### 抜粋本文

§

これらの内好ましくは2価又は3価以上の多価アルコールである。
【0015】
エピクロルヒドリンの量はアルコールの水酸基1当量に対して好ましくは1.2〜2.5当量であり、より好ましくは1.5〜2.0当量である。1.2当量以上であると反応時間が長くならず、生成したグリシジルエーテルとエピクロルヒドリンとの副反応が起こりにくい。2.5当量以下であると反応バッチ当たりの収率が低下せず、生産効率が良好である。
【0016】
反応には炭化水素系溶剤を加えて行う。該炭化水素系溶剤としては n−ヘキサン(沸点:約69℃)、シクロヘキサン(沸点:約81℃)、n−ヘプタン(沸点:約98℃)、n−オクタン(沸点126℃)等の脂肪族若しくは脂環式炭化水素 が挙げられ、好ましくはn−ヘキサンであり、より好ましくはシクロヘキサンである。炭化水素系溶剤の量は通常エピクロルヒドリンに対して3重量%以上であり、好ましくは3〜40重量%であり、より好ましくは4〜20重量%、特に好ましくは5〜10重量%である。炭化水素系溶剤の量がエピクロルヒドリンに対して3重量%未満であるとエピクロルヒドリンの自己縮合物が多く生成する。また、留出回収物の水分が高くなり、そのままでは炭化水素系溶剤をリサイクル使用できない。40重量%以下であると反応時間が長くならず、バッチ当たりの収率が低下せず生産効率が良好である。
【0017】
使用される該固型アルカリ金属水酸化物としては水酸化ナトリウム、水酸化カリウム、水酸化リチウムの固形物が挙げられ、好ましくは水酸化カリウムであり、より好ましくは水酸化ナトリウムである。

§

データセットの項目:

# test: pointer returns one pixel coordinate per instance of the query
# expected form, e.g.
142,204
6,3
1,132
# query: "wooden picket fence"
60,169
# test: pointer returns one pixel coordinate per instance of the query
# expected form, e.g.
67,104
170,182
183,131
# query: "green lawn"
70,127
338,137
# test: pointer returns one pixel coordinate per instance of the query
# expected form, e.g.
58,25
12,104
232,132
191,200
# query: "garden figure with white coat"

§

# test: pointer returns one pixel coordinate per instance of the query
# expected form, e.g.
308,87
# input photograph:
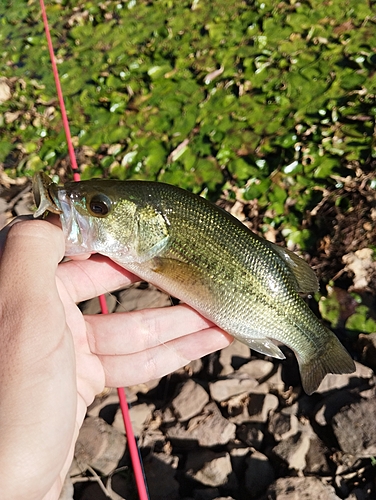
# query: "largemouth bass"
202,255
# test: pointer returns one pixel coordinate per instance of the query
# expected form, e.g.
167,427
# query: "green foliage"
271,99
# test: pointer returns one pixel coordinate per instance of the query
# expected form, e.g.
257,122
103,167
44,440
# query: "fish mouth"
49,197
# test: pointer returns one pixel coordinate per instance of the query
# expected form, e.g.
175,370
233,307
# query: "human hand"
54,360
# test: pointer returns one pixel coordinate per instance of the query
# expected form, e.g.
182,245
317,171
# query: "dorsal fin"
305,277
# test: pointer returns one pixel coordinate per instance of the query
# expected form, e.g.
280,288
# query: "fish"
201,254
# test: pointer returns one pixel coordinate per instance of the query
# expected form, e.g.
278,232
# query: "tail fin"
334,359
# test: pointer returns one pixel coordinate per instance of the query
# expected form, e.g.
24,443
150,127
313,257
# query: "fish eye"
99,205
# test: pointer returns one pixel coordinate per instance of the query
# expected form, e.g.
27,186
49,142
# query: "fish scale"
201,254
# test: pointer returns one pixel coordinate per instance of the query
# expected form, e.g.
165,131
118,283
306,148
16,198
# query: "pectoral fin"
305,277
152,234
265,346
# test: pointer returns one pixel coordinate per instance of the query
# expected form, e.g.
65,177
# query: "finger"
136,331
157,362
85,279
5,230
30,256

§

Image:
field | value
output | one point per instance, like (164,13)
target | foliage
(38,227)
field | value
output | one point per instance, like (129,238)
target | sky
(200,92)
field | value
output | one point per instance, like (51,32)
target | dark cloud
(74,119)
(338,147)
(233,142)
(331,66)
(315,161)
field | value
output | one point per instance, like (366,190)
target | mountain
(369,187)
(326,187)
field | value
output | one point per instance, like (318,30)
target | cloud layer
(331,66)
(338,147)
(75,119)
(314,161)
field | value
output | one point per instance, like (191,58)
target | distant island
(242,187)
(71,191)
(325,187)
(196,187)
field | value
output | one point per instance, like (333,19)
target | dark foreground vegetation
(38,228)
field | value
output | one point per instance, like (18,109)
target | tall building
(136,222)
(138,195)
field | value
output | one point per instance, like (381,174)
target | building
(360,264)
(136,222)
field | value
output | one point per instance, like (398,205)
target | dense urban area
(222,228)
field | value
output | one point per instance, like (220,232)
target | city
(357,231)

§

### 設問
1 - 抜粋本文について次の問いに答えよ。
(a) エピクロルヒドリンの量は、アルコールの水酸基1当量に対してより好ましくは何当量か。
(b) シクロヘキサンの沸点は約何度と記されているか。
(c) 固型アルカリ金属水酸化物として、より好ましいとされるものは何か。
2 - 抜粋本文のうち「これらの内好ましくは2価又は3価以上の多価アルコールである。」で始まり「せず、生産効率が良好である。」まで続く部分を、「生産効率」を「製造効率」に差し替えて更新せよ。
3 - 抜粋本文の「1.2当量以上であると反応時間が長くならず、生成したグリシジルエーテルとエピクロルヒドリンとの副反応が起こりにくい。」という一文を英語に訳せ。

### 解答
1 -
(a) 1.5〜2.0当量
(b) 約81℃
(c) 水酸化ナトリウム

2 -
これらの内好ましくは2価又は3価以上の多価アルコールである。
【0015】
エピクロルヒドリンの量はアルコールの水酸基1当量に対して好ましくは1.2〜2.5当量であり、より好ましくは1.5〜2.0当量である。1.2当量以上であると反応時間が長くならず、生成したグリシジルエーテルとエピクロルヒドリンとの副反応が起こりにくい。2.5当量以下であると反応バッチ当たりの収率が低下せず、製造効率が良好である。

3 - When the amount is 1.2 equivalents or more, the reaction time does not become long, and side reactions between the glycidyl ether produced and epichlorohydrin are less likely to occur.